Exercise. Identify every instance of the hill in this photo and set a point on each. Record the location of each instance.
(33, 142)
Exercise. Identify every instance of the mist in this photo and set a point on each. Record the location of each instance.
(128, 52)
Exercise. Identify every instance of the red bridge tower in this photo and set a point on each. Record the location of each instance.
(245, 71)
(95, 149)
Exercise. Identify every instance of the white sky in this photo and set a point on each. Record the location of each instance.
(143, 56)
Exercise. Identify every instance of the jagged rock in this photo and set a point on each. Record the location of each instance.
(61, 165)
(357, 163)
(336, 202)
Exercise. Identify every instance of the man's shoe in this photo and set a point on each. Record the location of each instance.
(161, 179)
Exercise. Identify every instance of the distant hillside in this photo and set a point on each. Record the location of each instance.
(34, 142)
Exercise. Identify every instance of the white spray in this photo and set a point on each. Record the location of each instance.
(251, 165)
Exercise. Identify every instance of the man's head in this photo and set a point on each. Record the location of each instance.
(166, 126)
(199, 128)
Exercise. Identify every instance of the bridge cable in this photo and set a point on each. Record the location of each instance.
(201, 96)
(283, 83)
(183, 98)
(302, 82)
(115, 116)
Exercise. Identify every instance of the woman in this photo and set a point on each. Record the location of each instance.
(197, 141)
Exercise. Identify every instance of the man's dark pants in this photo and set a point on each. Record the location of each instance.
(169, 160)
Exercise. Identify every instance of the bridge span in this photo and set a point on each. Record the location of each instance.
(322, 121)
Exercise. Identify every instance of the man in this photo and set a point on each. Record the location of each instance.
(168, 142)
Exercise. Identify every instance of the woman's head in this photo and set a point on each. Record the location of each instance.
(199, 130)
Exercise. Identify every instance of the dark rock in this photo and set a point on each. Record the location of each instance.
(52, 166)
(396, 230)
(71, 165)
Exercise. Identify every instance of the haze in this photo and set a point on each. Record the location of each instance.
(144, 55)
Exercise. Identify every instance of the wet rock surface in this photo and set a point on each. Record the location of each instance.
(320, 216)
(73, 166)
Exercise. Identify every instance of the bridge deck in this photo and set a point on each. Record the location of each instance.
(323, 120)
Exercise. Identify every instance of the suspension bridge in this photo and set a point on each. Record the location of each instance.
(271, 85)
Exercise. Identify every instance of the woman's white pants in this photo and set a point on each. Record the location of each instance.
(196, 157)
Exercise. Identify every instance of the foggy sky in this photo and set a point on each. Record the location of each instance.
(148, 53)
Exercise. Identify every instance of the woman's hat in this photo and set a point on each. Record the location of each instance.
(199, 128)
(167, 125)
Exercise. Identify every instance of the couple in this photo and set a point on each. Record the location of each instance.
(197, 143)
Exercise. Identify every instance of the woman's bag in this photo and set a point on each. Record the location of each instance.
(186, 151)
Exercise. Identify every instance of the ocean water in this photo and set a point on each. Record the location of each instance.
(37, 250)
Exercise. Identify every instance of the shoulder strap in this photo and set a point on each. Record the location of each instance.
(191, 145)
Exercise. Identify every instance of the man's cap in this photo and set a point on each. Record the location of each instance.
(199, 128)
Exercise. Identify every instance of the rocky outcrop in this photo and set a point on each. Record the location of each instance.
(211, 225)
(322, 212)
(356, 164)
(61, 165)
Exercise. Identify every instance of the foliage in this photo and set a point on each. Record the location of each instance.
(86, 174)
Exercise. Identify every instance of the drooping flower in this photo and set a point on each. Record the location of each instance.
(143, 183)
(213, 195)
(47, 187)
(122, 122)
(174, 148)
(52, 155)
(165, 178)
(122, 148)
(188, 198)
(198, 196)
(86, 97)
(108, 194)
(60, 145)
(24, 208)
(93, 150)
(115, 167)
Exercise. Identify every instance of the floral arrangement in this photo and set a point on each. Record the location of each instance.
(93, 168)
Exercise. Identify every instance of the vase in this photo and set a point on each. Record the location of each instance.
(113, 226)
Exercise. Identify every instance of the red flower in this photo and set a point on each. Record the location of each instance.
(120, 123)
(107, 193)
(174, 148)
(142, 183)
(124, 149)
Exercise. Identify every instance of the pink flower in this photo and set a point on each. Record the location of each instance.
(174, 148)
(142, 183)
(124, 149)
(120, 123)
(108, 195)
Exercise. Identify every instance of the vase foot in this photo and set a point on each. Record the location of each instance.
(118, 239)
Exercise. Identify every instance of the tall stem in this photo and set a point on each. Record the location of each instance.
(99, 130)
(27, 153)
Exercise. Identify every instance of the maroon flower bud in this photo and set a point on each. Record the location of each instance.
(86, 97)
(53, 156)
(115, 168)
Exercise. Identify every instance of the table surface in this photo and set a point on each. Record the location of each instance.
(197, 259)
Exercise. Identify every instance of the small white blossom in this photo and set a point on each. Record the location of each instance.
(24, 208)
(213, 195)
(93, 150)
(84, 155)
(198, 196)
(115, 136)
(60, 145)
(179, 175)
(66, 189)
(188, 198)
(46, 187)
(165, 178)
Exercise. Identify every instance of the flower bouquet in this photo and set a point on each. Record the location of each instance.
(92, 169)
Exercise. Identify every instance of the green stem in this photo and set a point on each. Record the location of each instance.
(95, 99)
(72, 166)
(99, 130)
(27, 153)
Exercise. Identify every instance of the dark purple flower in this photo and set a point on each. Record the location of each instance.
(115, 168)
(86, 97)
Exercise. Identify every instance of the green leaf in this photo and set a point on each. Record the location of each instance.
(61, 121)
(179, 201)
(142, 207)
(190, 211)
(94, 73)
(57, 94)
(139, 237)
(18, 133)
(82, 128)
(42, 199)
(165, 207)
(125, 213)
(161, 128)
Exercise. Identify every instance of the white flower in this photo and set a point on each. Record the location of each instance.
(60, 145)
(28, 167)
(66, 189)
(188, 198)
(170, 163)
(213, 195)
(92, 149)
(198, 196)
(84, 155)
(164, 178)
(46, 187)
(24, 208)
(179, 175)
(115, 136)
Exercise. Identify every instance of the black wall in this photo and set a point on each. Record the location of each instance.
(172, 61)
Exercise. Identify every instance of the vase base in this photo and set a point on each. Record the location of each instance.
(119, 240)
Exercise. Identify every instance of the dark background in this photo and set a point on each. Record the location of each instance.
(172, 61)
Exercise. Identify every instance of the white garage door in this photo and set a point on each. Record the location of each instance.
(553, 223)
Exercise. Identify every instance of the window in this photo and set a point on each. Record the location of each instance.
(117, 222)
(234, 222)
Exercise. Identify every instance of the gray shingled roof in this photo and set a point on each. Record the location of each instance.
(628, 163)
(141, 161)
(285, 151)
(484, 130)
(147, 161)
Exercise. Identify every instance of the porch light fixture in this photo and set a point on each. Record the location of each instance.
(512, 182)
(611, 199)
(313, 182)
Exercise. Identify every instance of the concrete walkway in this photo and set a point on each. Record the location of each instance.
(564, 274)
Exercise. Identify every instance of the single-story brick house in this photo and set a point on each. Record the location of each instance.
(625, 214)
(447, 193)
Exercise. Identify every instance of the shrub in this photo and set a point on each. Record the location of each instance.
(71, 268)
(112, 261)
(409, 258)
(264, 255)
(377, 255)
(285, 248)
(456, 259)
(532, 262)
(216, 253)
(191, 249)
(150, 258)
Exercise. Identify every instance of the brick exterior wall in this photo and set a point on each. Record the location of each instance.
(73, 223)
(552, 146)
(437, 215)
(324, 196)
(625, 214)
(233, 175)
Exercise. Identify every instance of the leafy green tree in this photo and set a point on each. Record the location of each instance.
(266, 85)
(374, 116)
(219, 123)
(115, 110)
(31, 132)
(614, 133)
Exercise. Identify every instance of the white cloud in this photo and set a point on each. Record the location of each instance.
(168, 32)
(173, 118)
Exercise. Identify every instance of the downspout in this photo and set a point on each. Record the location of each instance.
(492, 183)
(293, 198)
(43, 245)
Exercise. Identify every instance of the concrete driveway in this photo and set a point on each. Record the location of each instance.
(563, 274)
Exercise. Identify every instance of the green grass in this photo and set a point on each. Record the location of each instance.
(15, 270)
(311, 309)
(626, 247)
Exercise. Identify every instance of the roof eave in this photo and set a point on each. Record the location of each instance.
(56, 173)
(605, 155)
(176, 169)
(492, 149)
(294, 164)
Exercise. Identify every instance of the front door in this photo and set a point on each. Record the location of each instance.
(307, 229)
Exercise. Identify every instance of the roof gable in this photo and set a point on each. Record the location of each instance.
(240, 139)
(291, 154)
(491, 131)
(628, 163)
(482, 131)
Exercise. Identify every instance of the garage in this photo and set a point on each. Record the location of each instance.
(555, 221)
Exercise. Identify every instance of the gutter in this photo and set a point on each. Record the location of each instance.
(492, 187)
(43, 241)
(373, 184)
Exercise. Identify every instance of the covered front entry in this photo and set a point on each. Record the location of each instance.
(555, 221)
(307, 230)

--------------------

Task statement: Taking the line that contains "Exercise. Identify every instance of the gutter" as the starting point, copy every line through the end of the listing exactly, and write nothing further.

Problem solution:
Exercise. Identify every instance of the gutter in this photo and set a point on each. Record the location of each instance.
(492, 187)
(43, 241)
(373, 184)
Exercise. Identify every instance of the covered front entry in this photo and set a point on each. Record the location of each instance.
(555, 221)
(307, 230)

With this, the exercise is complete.